--- begin ---

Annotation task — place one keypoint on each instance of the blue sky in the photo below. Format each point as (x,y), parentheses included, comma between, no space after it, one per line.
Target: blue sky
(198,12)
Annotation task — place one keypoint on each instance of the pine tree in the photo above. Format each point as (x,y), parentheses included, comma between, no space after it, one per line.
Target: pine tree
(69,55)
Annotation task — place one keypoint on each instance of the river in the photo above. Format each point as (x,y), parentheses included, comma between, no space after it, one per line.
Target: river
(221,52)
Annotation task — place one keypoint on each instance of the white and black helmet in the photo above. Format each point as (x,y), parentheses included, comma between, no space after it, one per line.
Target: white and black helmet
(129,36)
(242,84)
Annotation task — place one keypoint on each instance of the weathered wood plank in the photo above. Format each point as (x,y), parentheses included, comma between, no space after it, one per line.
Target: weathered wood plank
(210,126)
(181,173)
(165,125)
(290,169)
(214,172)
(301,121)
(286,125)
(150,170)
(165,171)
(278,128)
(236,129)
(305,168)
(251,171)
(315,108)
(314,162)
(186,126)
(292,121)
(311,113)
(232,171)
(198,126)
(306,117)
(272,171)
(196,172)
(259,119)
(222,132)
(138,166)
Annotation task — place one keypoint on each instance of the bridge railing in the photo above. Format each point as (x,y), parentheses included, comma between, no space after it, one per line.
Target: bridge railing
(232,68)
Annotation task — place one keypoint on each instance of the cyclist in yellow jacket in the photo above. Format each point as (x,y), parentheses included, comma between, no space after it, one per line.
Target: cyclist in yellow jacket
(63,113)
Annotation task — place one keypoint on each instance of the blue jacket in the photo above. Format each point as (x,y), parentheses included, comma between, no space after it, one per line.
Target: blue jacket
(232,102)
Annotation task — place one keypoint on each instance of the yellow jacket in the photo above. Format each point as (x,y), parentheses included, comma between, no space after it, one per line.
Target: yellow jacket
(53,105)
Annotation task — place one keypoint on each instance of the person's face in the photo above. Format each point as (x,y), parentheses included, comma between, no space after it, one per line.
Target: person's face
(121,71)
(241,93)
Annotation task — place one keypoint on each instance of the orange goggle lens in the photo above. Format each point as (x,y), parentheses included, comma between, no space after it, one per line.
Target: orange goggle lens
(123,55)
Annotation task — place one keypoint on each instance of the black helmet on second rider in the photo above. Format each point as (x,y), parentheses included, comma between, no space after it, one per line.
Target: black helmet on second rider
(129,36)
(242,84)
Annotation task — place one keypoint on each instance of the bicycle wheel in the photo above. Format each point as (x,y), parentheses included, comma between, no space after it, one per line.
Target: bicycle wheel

--- end ---

> _Exercise description_:
Type out the material again exactly as presented.

> _The reply_:
Annotation task — place one keypoint on each instance of the blue sky in the photo below. Format each point as (x,y), parentheses included, comma between, no space after it, one per line.
Target: blue sky
(198,12)
Annotation task — place one keypoint on each instance of the pine tree in the photo above. Format each point as (x,y), parentheses included, comma between, no space after it, one per line.
Target: pine tree
(69,55)
Annotation task — place one keypoint on each instance of the river in the photo above. Format each point as (x,y), parentheses included, comma between, no space after it, one per line.
Target: river
(221,52)
Annotation task — place one keypoint on each instance of the white and black helmet in the photo above. Format each point as (x,y), parentheses included, comma between, no space after it, one per line.
Target: white and black helmet
(129,36)
(242,84)
Annotation task — place one keypoint on each instance of the weathered wood plank in the photo above. Format each point as (x,y), parentheses included, comma between, no space after it, one per line.
Target: weathered wood plank
(210,126)
(181,173)
(165,125)
(290,169)
(214,172)
(301,121)
(286,125)
(150,170)
(165,171)
(278,128)
(236,129)
(305,168)
(251,171)
(315,108)
(314,162)
(186,126)
(292,121)
(311,113)
(232,171)
(198,126)
(306,117)
(272,171)
(196,172)
(259,119)
(222,132)
(138,166)
Annotation task — place one keypoint on each instance of the bridge railing in the photo above. Format each point as (x,y), parentheses included, comma between, no space after it, one per line.
Target: bridge railing
(232,68)
Annotation task — place one keypoint on each instance of the cyclist in yellow jacket in the photo above. Format each point as (x,y), parentheses included, comma between, no space after it, one per line.
Target: cyclist in yellow jacket
(63,113)
Annotation task — place one keypoint on each instance of the blue jacket in the photo above. Format each point as (x,y), parentheses included, comma between, no space after it, one per line.
Target: blue jacket
(232,102)
Annotation task — place one keypoint on each instance of the yellow jacket in the photo above. Format each point as (x,y), parentheses included, comma between, no space after it, one per line.
Target: yellow jacket
(53,105)
Annotation task — place one keypoint on each instance of the person's face in the photo above. Format each point as (x,y), parentheses included, comma between, no space after it, one per line.
Target: person's face
(121,71)
(241,93)
Annotation task — place one keypoint on each instance of the orange goggle lens in the photo above. Format each point as (x,y), parentheses included, comma between, no space after it, one per line.
Target: orange goggle lens
(123,55)
Annotation task — place one keypoint on each instance of the black helmet on second rider in the photo above. Format each point as (x,y), parentheses included, comma between, no space after it, one per line.
Target: black helmet on second rider
(129,36)
(242,84)
Annotation task — place one keypoint on each instance of the bicycle wheel in the photo above. Format each point as (x,y), parentheses included, comma between, no space after it, one per line.
Target: bicycle wheel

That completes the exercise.